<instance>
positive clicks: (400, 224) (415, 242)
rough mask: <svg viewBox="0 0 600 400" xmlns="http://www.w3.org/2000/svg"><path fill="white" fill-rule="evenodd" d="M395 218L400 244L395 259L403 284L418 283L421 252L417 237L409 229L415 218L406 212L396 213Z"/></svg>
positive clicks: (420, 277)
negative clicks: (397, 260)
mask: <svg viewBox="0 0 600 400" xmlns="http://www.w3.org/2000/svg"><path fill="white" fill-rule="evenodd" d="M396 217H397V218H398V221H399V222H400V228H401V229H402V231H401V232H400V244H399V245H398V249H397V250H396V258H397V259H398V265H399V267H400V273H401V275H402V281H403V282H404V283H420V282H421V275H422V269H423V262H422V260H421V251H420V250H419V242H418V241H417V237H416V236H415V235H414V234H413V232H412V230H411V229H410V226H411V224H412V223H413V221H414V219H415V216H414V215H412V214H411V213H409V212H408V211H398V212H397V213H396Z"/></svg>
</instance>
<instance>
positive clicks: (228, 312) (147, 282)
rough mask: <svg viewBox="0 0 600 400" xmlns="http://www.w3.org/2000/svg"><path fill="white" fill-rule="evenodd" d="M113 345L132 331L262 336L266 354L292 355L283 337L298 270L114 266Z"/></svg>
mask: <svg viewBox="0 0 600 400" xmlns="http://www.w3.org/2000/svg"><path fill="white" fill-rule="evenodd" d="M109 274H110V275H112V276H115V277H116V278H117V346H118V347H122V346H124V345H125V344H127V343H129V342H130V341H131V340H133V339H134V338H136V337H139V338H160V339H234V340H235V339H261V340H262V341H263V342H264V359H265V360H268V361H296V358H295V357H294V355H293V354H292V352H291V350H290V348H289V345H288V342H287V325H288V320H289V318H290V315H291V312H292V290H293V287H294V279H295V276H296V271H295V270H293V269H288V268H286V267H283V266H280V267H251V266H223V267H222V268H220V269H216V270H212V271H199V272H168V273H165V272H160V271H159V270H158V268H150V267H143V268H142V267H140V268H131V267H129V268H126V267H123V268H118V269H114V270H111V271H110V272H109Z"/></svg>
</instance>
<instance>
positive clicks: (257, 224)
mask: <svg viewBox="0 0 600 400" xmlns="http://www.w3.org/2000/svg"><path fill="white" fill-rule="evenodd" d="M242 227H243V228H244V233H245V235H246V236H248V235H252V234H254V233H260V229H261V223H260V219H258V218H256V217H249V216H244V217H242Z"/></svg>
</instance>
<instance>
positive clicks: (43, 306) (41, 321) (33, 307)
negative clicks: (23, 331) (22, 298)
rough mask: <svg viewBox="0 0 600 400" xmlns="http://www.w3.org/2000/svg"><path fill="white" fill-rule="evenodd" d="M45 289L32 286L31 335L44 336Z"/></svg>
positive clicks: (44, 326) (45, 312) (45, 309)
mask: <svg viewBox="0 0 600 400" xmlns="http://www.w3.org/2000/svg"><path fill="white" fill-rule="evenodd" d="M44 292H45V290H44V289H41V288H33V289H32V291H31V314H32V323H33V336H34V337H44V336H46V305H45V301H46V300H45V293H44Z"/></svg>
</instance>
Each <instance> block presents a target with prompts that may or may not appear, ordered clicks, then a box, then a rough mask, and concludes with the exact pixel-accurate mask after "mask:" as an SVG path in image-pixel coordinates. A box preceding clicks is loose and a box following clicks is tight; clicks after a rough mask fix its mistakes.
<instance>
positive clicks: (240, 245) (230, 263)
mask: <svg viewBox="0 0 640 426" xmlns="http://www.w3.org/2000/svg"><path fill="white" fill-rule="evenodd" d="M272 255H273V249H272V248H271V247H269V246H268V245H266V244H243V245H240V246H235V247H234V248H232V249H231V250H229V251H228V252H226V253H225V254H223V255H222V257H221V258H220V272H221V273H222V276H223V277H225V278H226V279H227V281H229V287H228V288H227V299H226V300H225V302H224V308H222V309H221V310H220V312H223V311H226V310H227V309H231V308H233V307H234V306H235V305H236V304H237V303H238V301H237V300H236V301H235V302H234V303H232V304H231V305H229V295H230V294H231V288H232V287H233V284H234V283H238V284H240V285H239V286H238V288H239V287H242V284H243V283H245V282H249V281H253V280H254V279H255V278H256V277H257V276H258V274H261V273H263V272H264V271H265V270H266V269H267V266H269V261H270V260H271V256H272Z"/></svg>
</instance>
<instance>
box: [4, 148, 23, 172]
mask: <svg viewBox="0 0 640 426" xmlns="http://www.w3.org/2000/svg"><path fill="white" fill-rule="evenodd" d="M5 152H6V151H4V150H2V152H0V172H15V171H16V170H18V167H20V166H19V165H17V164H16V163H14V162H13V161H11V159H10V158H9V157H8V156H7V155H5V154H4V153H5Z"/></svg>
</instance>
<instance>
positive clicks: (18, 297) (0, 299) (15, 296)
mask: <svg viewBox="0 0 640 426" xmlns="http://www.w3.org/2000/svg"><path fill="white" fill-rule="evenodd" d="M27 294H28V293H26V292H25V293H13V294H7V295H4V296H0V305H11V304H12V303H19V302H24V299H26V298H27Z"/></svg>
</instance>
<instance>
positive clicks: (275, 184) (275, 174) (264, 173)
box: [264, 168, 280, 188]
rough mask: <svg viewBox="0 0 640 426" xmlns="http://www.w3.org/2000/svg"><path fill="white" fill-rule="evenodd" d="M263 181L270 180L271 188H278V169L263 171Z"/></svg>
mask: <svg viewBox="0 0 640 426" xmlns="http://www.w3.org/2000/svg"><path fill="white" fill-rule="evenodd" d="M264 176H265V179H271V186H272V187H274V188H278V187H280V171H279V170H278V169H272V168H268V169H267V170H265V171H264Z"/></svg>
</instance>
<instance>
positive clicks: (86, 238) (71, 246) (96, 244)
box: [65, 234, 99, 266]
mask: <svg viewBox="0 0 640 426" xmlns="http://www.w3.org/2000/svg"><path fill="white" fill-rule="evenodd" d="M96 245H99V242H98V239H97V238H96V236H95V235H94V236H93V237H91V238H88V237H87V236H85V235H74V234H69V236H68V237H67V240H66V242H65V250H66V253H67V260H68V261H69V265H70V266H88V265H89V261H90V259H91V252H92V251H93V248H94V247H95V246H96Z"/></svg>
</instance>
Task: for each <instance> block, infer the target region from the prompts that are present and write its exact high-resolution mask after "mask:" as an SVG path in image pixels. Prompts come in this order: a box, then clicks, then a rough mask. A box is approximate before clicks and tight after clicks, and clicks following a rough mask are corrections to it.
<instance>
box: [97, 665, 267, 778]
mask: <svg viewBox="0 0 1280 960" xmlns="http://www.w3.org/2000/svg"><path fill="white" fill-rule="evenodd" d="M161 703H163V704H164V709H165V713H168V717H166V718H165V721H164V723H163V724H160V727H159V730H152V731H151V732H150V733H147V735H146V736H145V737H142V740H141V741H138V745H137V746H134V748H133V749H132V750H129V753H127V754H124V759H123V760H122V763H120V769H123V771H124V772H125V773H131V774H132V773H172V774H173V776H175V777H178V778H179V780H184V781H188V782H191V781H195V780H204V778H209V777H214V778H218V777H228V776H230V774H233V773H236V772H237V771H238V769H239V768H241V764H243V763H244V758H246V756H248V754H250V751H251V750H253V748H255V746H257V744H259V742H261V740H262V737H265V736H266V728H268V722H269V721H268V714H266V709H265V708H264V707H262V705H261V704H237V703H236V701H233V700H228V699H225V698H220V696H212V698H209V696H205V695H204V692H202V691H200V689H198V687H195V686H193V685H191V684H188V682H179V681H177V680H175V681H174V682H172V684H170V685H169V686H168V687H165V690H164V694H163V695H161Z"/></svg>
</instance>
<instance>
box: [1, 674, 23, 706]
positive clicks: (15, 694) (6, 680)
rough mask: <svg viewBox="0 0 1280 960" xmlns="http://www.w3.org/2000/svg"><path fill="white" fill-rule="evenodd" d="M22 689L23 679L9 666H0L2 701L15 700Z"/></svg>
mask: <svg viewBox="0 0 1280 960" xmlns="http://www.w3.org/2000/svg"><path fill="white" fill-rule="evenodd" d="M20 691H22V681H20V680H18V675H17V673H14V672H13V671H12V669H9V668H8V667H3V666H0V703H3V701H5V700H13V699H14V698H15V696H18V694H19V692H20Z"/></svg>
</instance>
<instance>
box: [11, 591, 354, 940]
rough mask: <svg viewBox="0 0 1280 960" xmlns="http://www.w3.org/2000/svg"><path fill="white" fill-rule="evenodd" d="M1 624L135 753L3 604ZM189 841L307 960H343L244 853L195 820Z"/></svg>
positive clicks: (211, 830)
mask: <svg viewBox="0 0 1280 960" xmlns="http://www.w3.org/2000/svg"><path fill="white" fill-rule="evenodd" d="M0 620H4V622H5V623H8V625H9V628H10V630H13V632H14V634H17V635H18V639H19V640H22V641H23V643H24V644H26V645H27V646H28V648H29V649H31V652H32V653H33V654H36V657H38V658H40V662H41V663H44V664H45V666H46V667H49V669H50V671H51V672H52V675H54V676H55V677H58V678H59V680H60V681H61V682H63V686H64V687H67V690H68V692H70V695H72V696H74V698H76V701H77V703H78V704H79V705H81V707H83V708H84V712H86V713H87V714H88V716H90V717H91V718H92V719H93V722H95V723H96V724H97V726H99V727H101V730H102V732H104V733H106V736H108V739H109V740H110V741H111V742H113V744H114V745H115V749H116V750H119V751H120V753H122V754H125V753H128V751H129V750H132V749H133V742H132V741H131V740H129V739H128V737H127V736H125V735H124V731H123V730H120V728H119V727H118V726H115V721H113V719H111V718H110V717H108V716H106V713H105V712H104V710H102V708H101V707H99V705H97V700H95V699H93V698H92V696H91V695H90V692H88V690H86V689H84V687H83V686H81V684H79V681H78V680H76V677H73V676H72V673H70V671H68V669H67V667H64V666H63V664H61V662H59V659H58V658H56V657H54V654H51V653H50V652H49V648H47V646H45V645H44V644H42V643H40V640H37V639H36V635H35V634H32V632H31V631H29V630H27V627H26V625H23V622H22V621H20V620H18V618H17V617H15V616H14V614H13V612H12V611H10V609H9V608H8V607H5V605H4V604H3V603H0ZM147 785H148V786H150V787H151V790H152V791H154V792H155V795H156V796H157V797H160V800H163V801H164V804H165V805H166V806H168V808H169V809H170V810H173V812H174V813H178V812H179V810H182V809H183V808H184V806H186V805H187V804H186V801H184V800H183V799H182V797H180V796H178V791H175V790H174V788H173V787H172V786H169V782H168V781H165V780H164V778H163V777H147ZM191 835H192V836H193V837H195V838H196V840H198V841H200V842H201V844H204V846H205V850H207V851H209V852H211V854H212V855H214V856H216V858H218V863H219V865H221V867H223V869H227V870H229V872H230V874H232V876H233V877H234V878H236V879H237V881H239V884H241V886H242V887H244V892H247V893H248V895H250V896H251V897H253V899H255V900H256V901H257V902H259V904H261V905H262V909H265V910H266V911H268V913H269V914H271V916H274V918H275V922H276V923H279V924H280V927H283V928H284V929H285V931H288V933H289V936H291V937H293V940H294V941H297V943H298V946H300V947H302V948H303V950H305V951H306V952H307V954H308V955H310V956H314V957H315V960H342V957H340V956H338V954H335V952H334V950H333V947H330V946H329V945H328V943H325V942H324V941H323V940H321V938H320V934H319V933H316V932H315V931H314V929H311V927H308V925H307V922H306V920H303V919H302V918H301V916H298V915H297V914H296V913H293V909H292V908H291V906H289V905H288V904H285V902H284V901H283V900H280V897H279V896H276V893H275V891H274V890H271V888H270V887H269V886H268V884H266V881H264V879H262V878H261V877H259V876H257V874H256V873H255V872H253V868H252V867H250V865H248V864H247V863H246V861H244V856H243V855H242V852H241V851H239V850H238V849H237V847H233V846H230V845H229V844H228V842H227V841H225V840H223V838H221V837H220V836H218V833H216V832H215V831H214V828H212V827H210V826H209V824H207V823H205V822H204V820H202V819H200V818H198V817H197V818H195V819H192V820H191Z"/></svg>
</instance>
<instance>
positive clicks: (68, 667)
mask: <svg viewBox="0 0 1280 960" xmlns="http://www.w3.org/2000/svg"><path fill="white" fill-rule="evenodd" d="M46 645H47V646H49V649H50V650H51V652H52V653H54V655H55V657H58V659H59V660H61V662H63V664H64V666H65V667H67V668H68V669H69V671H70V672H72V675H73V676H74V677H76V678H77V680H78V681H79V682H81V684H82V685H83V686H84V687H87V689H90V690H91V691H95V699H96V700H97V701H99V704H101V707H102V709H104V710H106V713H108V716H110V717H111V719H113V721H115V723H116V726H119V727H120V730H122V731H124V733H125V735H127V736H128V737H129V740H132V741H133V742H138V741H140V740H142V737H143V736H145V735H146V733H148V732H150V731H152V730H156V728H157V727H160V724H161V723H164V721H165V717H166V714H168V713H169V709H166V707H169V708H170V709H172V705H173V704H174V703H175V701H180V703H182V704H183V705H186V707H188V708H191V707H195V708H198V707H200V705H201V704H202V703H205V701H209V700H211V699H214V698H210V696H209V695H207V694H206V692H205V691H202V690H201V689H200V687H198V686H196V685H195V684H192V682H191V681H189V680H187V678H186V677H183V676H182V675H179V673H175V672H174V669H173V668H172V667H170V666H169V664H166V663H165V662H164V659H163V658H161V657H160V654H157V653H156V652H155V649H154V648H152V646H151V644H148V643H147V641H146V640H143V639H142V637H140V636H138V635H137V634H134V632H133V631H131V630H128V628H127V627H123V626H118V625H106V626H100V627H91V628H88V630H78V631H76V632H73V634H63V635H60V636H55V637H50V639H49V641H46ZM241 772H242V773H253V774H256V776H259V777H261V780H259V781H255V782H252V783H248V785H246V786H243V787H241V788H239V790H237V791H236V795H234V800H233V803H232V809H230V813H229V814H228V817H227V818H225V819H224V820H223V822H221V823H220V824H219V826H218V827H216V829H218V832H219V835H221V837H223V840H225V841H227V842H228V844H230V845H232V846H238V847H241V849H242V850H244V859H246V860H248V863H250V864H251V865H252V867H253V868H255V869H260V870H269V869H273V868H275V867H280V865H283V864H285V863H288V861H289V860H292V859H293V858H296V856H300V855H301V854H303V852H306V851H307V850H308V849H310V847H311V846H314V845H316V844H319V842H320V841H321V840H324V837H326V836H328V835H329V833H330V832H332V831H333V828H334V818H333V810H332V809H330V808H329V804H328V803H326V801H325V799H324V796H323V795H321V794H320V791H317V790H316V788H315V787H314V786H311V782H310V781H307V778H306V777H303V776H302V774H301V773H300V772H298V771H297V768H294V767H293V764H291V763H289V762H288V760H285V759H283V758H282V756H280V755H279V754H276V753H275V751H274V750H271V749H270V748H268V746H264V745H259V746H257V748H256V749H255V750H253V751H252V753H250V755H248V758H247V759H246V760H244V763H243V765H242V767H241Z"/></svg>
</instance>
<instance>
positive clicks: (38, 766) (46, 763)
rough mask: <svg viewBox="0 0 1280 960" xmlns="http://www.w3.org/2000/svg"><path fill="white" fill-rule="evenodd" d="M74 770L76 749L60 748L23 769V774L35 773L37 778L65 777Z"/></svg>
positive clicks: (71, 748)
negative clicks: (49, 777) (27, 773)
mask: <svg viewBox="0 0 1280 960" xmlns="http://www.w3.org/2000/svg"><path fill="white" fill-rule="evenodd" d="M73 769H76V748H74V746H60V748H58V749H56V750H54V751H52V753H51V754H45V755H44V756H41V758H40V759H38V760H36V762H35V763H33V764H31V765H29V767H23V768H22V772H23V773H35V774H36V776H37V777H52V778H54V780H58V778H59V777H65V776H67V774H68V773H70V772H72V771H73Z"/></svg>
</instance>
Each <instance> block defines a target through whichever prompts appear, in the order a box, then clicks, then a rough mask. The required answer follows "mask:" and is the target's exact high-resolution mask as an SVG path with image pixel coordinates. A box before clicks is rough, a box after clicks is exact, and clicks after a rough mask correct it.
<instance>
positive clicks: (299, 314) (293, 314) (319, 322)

++++

WORK ORDER :: Transcribe the stretch of items from the start through the line containing "positive clicks: (420, 277)", both ends included.

TASK RESPONSE ::
<instance>
positive clicks: (400, 224) (415, 242)
rough mask: <svg viewBox="0 0 600 400" xmlns="http://www.w3.org/2000/svg"><path fill="white" fill-rule="evenodd" d="M395 218L400 244L395 259L403 284L418 283L421 252L417 237L409 229L415 218L406 212L396 213Z"/></svg>
positive clicks: (420, 277)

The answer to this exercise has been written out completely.